**Work instructions:**
Go through the listing and transcribe each line exactly.

**Record extracts:**
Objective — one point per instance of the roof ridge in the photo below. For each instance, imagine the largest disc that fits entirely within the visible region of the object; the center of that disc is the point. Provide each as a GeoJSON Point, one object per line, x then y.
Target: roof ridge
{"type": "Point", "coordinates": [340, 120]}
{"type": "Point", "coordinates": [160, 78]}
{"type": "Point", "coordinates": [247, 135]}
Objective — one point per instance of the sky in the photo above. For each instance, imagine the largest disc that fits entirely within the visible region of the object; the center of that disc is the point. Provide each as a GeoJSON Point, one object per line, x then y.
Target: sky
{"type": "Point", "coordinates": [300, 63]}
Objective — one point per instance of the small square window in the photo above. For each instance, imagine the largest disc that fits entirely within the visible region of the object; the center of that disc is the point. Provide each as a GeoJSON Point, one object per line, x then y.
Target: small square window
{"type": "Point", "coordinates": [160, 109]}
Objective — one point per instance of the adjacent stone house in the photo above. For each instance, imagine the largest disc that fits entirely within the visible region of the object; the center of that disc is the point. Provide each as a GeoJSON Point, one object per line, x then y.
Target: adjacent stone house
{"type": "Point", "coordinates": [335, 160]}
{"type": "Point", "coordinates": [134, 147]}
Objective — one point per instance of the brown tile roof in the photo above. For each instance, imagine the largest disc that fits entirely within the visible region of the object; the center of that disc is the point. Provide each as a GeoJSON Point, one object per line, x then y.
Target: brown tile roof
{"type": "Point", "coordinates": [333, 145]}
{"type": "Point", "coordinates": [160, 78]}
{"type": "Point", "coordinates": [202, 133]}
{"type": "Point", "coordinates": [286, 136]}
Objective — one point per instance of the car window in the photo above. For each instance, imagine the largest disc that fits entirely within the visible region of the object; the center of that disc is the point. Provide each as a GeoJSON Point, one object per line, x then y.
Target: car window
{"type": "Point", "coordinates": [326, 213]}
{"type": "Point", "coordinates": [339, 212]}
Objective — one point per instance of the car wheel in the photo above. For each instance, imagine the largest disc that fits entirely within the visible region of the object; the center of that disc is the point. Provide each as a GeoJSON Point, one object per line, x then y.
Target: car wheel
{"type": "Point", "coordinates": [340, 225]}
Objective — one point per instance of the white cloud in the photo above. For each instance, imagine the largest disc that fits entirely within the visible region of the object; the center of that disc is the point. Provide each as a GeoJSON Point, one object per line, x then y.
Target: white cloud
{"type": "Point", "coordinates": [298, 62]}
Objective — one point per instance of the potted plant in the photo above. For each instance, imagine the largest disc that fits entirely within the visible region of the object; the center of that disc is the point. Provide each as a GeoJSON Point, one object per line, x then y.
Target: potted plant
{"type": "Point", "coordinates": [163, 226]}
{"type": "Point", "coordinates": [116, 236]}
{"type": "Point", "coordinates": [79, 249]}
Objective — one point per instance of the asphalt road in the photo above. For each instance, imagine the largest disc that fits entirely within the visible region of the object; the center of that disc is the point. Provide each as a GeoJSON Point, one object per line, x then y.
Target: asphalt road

**Task output:**
Objective — one point per instance of the roof ridge in the photo below. For each instance, imagine the largest disc that fits entirely within the visible region of the object; the center of that disc is the point. Provide each as a GeoJSON Point, one object per line, x then y.
Target: roof ridge
{"type": "Point", "coordinates": [340, 120]}
{"type": "Point", "coordinates": [160, 78]}
{"type": "Point", "coordinates": [247, 135]}
Objective — one point per instance of the sky in the photo above. For each instance, imagine the largest disc that fits entirely within the visible region of the object; the center of that disc is the point. Provide each as a GeoJSON Point, one object per line, x then y.
Target: sky
{"type": "Point", "coordinates": [300, 63]}
Objective — one point per instance of the small square window in the photo above. For each instance, imagine the largest disc that fits entirely within the visible region of the object; the center of that disc is the point. Provide each as a GeoJSON Point, one object per line, x then y.
Target: small square window
{"type": "Point", "coordinates": [160, 109]}
Objective — one point per instance of the adjacent stone house in the photo above. For each instance, imagine the largest disc that fits entirely within the visible region of the object; the center of that disc is the point. Provide each as a GeoJSON Point, one object per line, x then y.
Target: adjacent stone house
{"type": "Point", "coordinates": [335, 160]}
{"type": "Point", "coordinates": [134, 147]}
Objective — one point per instance of the brown tile roof in the photo above. For each instance, imagine the largest disc that fits entirely within the visible region of the object; the center of that disc is the point. Provide each as a GeoJSON Point, one object per line, x then y.
Target: brown tile roof
{"type": "Point", "coordinates": [333, 145]}
{"type": "Point", "coordinates": [160, 78]}
{"type": "Point", "coordinates": [202, 133]}
{"type": "Point", "coordinates": [286, 136]}
Objective — one point per instance of the car window in the photo above. For each instance, imagine the largest disc that fits entirely within the visible region of the object; the center of that disc is the point. Provide each as a GeoJSON Point, one object per line, x then y.
Target: car window
{"type": "Point", "coordinates": [326, 213]}
{"type": "Point", "coordinates": [339, 212]}
Objective — one point per instance of the car wheel in the photo above. For each instance, imagine the largest disc that fits entirely within the visible region of the object; the center of that disc is the point. Provide each as a GeoJSON Point, one object per line, x then y.
Target: car wheel
{"type": "Point", "coordinates": [340, 225]}
Objective — one point per instance of the white cloud in the photo above. For each instance, imagine the largest disc that fits entirely within the visible region of the object; the center of that disc is the point. Provide each as a GeoJSON Point, one object per line, x then y.
Target: white cloud
{"type": "Point", "coordinates": [298, 62]}
Objective — one point per instance of the potted plant in the photo above. For each instance, imagine the largest disc that fits entirely within the visible region of the object; the center of that disc is the point. Provide each as a GeoJSON Point, one object per line, x then y.
Target: potted plant
{"type": "Point", "coordinates": [163, 226]}
{"type": "Point", "coordinates": [116, 236]}
{"type": "Point", "coordinates": [79, 249]}
Objective — one point per instance of the asphalt road in the photo above. For each instance, imagine the largest disc that fits entirely within the visible region of the object; the center of that disc is the point. Provide each as a GeoJSON Point, one object per line, x then y.
Target: asphalt road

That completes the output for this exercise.